Compiti da svolgere:
A. Spiega in una o due frasi perché, secondo il testo sull'occupazione in Italia, le posizioni a tempo indeterminato sono aumentate negli ultimi dodici mesi.
B. Trascrivi dal testo sull'occupazione in Italia il passaggio che comincia con le parole "Gli ultimi dati", fermandoti dopo le parole "lavoro aumentano costantemente.".

Estratto della fonte:
━━━━━━━━━━
Gli ultimi dati sull'occupazione registrati dall'Istat a dicembre hanno risvegliato l'ottimismo per il mercato del lavoro in Italia. Gli occupati sono aumentati dello 0,1%, per un totale di 23 milioni 754mila persone che hanno dichiarato di avere un impiego. Anche il tasso di disoccupazione (pari al 7,2%) è ai minimi da quindici anni. Il leitmotiv è che i posti di lavoro aumentano costantemente.
La ripresa riguarda soprattutto il Mezzogiorno e le posizioni a tempo indeterminato, incrementate negli ultimi dodici mesi grazie alla maggiore propensione delle aziende a convertire i contratti a termine in permanenti. Numeri che testimoniamo la congiuntura favorevole iniziata dopo la pandemia, nonostante il lungo tunnel dell'inflazione che ha influito sugli indici di crescita altrimenti superiori a quelli rilevati.
Il punto debole del Paese resta il collocamento dei giovani. Nel 2023, sempre secondo l'Istat, il tasso di occupazione nella fascia d'età 15-24 anni ha segnato +13% rispetto al 2022. Dati che però non bastano a restituire una sintesi rincuorante, anzi.
━━━━━━━━━━
Informazioni fornite:

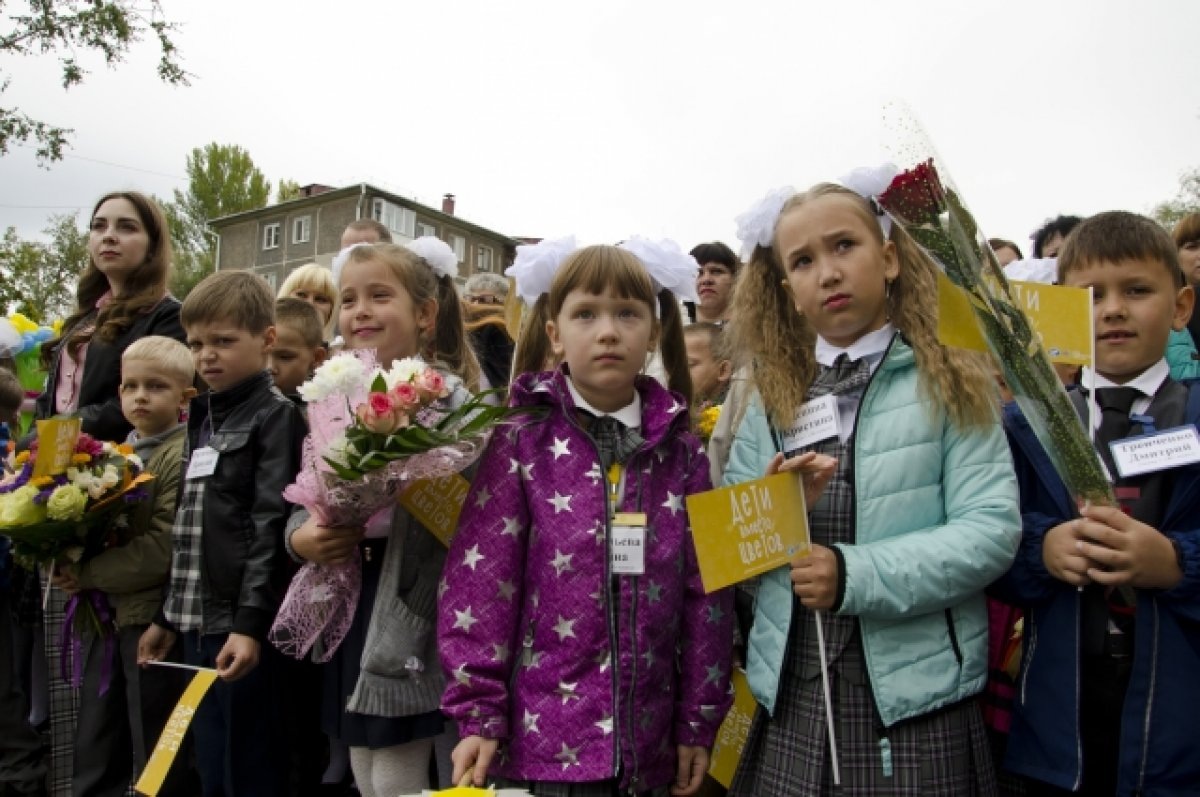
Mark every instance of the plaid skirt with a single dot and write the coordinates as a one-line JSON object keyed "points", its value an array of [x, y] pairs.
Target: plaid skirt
{"points": [[941, 754]]}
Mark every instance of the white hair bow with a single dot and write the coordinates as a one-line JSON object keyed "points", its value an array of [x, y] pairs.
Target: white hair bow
{"points": [[670, 267], [535, 265]]}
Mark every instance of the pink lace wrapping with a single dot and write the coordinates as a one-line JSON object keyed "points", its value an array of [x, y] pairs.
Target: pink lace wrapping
{"points": [[318, 607]]}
━━━━━━━━━━
Soluzioni dei compiti:
A. Le posizioni a tempo indeterminato sono aumentate perché le aziende hanno mostrato una maggiore propensione a convertire i contratti a termine in contratti permanenti.

B.
Gli ultimi dati sull'occupazione registrati dall'Istat a dicembre hanno risvegliato l'ottimismo per il mercato del lavoro in Italia. Gli occupati sono aumentati dello 0,1%, per un totale di 23 milioni 754mila persone che hanno dichiarato di avere un impiego. Anche il tasso di disoccupazione (pari al 7,2%) è ai minimi da quindici anni. Il leitmotiv è che i posti di lavoro aumentano costantemente.